*Stated exercise*: Revise the entries from the line holding "Pest-scouting request: tag the hillside" through the end of the entries, inclusive, so that "photo" becomes "image" and nothing else changes. Return only those lines and leave out the pictures.

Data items
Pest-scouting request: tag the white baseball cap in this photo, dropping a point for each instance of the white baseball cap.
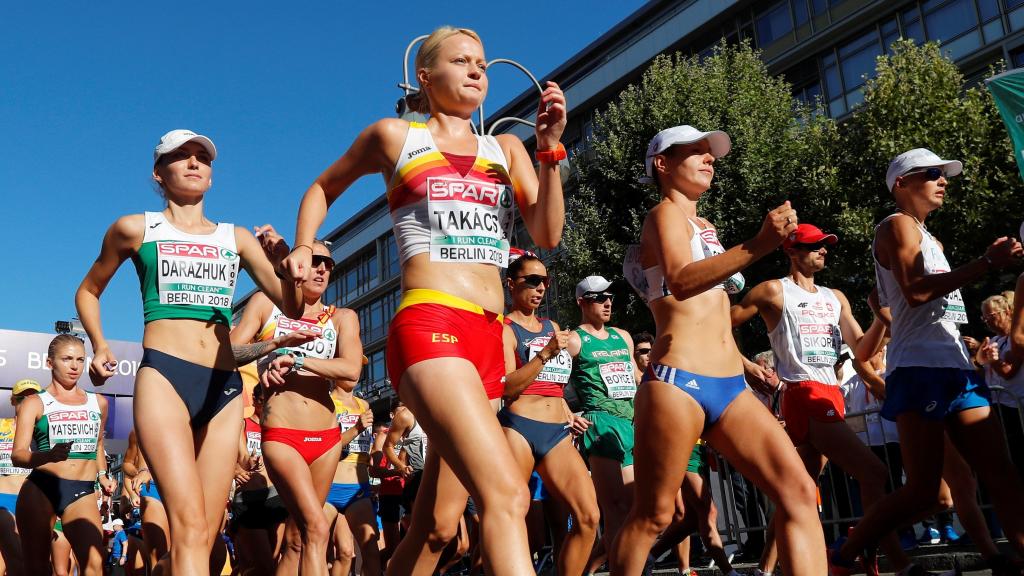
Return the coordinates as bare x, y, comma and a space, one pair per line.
920, 158
175, 138
720, 145
592, 284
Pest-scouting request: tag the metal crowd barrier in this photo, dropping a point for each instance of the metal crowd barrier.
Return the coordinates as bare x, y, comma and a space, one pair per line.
744, 510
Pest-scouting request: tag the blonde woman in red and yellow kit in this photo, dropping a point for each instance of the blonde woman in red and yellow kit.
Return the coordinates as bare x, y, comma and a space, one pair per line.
452, 196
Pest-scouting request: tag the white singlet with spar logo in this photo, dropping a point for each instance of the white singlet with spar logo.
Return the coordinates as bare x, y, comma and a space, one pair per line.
807, 339
323, 347
194, 270
470, 220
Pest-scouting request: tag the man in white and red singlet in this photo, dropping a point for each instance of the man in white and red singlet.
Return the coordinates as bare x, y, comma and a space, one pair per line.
807, 325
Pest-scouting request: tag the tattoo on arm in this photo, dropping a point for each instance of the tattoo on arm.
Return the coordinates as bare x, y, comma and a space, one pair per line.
244, 354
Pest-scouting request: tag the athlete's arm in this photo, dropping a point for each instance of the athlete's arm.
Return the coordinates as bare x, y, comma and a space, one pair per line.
285, 293
121, 241
29, 411
671, 232
899, 247
400, 423
373, 152
346, 366
766, 299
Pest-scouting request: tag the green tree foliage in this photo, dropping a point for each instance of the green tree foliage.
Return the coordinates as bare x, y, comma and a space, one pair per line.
833, 173
918, 99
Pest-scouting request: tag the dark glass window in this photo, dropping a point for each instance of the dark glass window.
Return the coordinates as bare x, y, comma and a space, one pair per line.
773, 24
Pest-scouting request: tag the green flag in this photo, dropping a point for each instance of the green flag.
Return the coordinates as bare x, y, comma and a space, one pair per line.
1008, 89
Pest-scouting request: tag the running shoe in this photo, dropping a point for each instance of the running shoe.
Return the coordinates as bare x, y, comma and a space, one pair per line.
908, 540
949, 535
930, 536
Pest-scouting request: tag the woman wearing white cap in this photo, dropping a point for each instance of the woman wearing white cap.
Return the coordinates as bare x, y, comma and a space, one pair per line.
11, 479
453, 195
187, 407
694, 386
59, 436
932, 387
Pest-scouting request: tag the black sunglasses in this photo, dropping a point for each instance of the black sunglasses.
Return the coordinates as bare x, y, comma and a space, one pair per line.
811, 247
535, 280
932, 173
318, 259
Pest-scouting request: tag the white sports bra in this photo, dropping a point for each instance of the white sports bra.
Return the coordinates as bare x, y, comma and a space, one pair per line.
704, 244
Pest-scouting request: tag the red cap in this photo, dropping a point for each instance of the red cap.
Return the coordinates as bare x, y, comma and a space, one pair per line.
808, 234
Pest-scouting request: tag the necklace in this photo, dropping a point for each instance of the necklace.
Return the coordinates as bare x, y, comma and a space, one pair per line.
921, 223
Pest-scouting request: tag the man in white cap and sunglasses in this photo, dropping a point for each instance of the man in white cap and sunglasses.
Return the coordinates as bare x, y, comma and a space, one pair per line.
605, 380
931, 384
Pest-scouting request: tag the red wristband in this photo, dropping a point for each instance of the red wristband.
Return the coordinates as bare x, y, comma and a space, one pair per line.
551, 156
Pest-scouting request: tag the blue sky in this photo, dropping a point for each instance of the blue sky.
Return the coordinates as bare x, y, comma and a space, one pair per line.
86, 89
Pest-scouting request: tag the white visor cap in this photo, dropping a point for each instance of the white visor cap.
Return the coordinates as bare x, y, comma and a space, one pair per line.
920, 158
176, 138
719, 140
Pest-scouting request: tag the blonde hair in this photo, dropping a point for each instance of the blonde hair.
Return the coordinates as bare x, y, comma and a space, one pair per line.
1004, 301
426, 56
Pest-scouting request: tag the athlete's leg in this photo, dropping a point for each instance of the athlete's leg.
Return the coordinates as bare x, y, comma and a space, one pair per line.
81, 526
448, 399
64, 560
156, 533
977, 436
165, 435
566, 479
344, 546
363, 521
922, 449
696, 497
10, 544
841, 445
216, 451
439, 503
964, 492
667, 423
767, 457
303, 489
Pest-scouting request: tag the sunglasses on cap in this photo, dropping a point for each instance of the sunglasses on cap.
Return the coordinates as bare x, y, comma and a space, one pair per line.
811, 247
535, 280
932, 173
598, 297
318, 259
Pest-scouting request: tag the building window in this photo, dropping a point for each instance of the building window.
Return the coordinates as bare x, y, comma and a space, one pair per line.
773, 24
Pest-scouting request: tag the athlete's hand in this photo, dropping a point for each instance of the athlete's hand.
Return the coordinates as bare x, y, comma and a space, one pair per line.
778, 224
988, 353
272, 243
366, 420
59, 452
242, 476
298, 263
551, 115
140, 480
279, 369
579, 424
108, 484
296, 338
1004, 252
102, 366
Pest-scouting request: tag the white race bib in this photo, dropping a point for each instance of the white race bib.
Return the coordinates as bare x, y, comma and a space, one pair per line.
196, 275
617, 378
470, 220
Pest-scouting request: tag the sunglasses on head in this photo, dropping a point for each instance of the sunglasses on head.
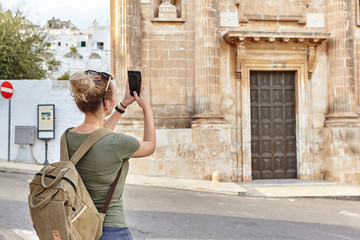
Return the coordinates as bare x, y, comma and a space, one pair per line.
103, 74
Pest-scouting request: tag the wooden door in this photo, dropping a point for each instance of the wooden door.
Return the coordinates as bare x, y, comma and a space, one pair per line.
273, 125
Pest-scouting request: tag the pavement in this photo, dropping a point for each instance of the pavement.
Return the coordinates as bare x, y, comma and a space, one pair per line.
287, 188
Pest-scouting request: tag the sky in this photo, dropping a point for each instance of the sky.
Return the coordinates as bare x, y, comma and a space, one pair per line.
81, 12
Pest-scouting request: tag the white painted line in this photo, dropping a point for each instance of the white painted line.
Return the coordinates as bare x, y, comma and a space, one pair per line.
350, 214
26, 234
8, 90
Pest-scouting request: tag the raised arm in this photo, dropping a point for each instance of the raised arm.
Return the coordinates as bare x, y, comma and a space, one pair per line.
148, 144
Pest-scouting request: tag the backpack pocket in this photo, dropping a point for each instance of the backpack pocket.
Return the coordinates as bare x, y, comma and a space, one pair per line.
86, 222
50, 218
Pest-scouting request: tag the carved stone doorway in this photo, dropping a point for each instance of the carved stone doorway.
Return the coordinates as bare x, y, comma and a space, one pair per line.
273, 124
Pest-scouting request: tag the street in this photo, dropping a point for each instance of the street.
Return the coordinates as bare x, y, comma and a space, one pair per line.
162, 213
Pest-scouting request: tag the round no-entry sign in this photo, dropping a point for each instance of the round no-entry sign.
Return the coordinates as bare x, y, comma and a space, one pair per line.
6, 90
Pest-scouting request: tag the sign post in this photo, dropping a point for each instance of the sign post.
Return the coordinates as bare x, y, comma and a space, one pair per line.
46, 124
7, 91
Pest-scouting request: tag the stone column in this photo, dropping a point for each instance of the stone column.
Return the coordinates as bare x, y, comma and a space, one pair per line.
342, 105
125, 35
207, 62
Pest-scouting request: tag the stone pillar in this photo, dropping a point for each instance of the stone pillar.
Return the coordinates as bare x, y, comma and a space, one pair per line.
207, 62
125, 35
342, 105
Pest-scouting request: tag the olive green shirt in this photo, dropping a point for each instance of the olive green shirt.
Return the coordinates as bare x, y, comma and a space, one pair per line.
99, 167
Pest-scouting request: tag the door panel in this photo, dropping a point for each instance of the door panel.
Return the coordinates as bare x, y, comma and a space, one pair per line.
273, 127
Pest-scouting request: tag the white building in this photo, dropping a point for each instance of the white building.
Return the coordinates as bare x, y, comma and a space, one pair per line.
78, 50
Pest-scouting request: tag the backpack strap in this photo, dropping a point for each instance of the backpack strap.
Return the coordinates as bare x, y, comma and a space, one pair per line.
84, 147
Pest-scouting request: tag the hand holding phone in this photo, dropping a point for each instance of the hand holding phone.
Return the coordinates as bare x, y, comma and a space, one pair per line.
134, 78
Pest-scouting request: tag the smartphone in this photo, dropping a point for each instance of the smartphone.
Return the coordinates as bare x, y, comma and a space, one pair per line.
134, 78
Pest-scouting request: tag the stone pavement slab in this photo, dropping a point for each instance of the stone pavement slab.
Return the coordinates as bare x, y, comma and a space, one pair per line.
309, 191
257, 188
188, 184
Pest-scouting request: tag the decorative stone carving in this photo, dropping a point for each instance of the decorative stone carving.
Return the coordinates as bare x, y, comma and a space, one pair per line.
207, 63
168, 10
310, 40
292, 10
342, 107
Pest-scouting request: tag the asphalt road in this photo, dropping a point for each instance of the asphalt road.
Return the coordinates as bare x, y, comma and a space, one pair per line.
162, 213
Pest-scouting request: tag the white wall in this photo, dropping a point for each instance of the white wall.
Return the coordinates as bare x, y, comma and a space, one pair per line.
27, 95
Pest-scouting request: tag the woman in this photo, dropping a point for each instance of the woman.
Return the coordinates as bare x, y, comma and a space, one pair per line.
95, 96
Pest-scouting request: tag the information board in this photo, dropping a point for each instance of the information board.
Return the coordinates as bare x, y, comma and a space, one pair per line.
46, 121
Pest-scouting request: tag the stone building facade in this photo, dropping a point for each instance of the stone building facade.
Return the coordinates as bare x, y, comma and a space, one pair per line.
259, 89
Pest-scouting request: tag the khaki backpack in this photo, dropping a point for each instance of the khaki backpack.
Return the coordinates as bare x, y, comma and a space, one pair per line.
60, 205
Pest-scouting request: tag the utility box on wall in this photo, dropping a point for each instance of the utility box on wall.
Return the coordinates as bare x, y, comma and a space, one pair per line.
25, 136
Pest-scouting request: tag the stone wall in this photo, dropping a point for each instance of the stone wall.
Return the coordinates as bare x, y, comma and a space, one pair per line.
196, 64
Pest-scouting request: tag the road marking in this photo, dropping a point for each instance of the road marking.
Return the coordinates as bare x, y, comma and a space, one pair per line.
26, 234
347, 213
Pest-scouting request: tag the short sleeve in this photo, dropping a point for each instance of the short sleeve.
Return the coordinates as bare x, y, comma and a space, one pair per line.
126, 146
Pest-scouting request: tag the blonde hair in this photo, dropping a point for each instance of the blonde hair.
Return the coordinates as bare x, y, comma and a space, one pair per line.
88, 90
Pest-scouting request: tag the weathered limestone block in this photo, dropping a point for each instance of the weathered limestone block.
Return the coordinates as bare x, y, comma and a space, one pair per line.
342, 159
189, 153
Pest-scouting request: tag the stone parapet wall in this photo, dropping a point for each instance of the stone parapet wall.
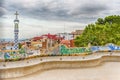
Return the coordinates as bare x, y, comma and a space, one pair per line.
46, 65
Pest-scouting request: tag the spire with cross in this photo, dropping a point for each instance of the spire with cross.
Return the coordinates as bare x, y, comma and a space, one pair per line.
16, 31
16, 15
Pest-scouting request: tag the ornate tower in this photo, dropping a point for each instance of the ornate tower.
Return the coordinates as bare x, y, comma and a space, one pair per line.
16, 31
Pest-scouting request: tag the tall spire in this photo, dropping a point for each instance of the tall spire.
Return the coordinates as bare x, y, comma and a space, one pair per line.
16, 31
16, 15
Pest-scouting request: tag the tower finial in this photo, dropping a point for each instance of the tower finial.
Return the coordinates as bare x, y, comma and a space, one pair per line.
16, 15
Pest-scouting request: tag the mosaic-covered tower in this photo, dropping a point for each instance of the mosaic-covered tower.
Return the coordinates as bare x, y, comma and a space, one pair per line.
16, 31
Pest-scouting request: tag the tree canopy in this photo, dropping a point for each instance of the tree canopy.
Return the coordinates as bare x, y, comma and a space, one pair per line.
103, 31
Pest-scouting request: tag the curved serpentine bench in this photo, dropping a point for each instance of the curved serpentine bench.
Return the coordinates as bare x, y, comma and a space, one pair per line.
26, 67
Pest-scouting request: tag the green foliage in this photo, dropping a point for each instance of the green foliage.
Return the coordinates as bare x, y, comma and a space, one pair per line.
20, 45
104, 31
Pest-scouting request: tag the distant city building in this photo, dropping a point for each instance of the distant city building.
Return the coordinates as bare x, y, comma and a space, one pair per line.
77, 33
66, 36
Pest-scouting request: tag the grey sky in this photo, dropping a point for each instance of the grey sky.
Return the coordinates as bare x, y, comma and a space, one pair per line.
43, 16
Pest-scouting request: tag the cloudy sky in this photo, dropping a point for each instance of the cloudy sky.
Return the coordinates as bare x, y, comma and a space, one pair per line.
52, 16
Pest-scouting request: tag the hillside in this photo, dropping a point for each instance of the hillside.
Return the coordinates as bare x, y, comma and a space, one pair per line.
103, 31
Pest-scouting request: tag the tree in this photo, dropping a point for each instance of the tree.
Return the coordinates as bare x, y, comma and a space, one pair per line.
106, 30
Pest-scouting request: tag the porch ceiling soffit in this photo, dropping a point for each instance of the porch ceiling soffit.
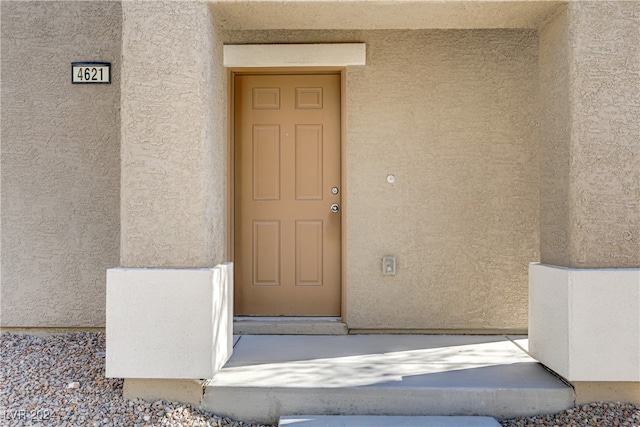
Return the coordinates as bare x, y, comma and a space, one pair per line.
380, 14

*Task result*:
Pest-scouting request: tag the hillside in this image, dropping a point for each instance of the hillside.
Return the coordinates as bare x, y, comma and a space, one pair per line.
103, 31
Pest-scouting request: tag the tree in this image, dropping a point for each instance of the tree.
Return the coordinates as bare x, y, comma and a space, one pair per line.
106, 30
Pest-scouting request: tag the porch ceiling soffit in this image, dropping a point for each instance of the porch ceiling soffit.
Return the coordinates as bare x, y, comma and a space, one pair per line.
380, 14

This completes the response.